Incident Response — K8s SRE Reference

TL;DR

Gather evidence before changing anything. Narrow the blast radius, restore service, communicate, then understand why. This page covers the repeatable steps from alert to post-incident review.

Incident Triage Flow

Follow this sequence every time — even when you think you know the answer. Panic-driven shortcuts cause cascading failures more often than the original incident.

First 5 Minutes

This script establishes your working context, locates unhealthy resources, and captures a baseline snapshot of events — run it verbatim before touching anything.

bashfirst-5-min.sh

# 1. Confirm context — never assume you're on the right cluster
kubectl config current-context
kubectl config view --minify -o jsonpath='{.contexts[0].context.namespace}'; echo

# 2. Quick cluster health
kubectl get nodes -o wide
kubectl get pods --all-namespaces --field-selector=status.phase!=Running,status.phase!=Succeeded

# 3. Scope to the impacted namespace / app
NS=<namespace>
APP=<app-label-value>

kubectl get deploy,sts,ds,svc,ingress,pvc -n "$NS" -o wide
kubectl get events -n "$NS" --sort-by=.lastTimestamp | tail -40
kubectl get pods -n "$NS" -l app="$APP" -o wide

# 4. Capture baseline logs (before any change)
kubectl logs -n "$NS" -l app="$APP" --tail=200 --all-containers --prefix 2>&1 | tee /tmp/incident-logs-$(date +%s).txt

# 5. Who owns it? (GitOps / Helm / Terraform)
kubectl get deploy "$APP" -n "$NS" -o jsonpath='{.metadata.annotations}' | python3 -m json.tool

Severity & Escalation

Severity	Definition	Response time	Action
SEV1	Complete outage, data loss risk, security breach	Immediate	Page incident commander, customer comms within 5 min
SEV2	Significant degradation, major feature broken	< 15 min	Engage on-call, status page update
SEV3	Minor degradation, workaround available	< 1 hour	Track in ticket, fix in business hours
SEV4	Cosmetic issue, no user impact	Next sprint	Log and schedule

Communication Templates

Use these templates for Slack / status page updates. Consistent, frequent communication reduces stakeholder interruptions so you can focus on fixing the issue.

# DATA BLOCK:
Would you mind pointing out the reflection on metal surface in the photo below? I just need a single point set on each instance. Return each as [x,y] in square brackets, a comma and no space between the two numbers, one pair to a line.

# TASKS:
- a) Please answer these questions from the incident response reference:
(i) Which command does the first-5-minutes script run first to confirm the cluster context?
(ii) What response time does the severity table give for SEV2?
(iii) Where are the communication templates meant to be used?
- b) Continue the incident response reference from its final sentence onward.

# EXERCISE RESULTS:
- a)
(i) kubectl config current-context
(ii) Less than 15 minutes.
(iii) For Slack and status page updates.

- b)
bashcomms-templates.txt

# --- INCIDENT OPENED ---
:rotating_light: *[SEV2] Incident: <short title>*
- *Impact:* <what users see>
- *Affected:* <service / cluster / namespace>
- *Started:* <time in UTC>
- *IC:* <your name>
- *Status:* Investigating — next update in 15 min

# --- UPDATE (every 15–30 min) ---
:speech_balloon: *[SEV2] Update — <time UTC>*
- *Findings:* <what you found>
- *Action taken:* <what you changed and why>
- *Next step:* <what you're doing next>
- *ETA:* <estimate or "unknown">

# --- RESOLVED ---
:white_check_mark: *[SEV2] Resolved — <time UTC>*
- *Duration:* <start to resolve time>
- *Root cause:* <one-line summary>
- *Fix:* <what was done>
- *Follow-up:* postmortem scheduled for <date>

Rollback Decision Tree

Rollback first when the cause is unclear or the fix will take more than 15 minutes; a slow rollback on a healthy release is always better than a prolonged outage.

bashrollback.sh

# View rollout history
kubectl rollout history deploy/<app> -n <ns>
kubectl rollout history deploy/<app> -n <ns> --revision=3  # see revision detail

# Roll back to previous version
kubectl rollout undo deploy/<app> -n <ns>

# Roll back to a specific revision
kubectl rollout undo deploy/<app> -n <ns> --to-revision=4

# Watch rollback progress
kubectl rollout status deploy/<app> -n <ns> --timeout=5m

# Helm rollback (if app is Helm-managed)
helm history <release> -n <ns>
helm rollback <release> <revision> -n <ns> --wait

# ArgoCD: sync back to known-good commit
argocd app set <app> --revision <commit-sha>
argocd app sync <app>

Timeline Keeping

A real-time incident timeline doubles as the postmortem skeleton; paste every action + outcome into a shared doc as you go — you will forget details within an hour.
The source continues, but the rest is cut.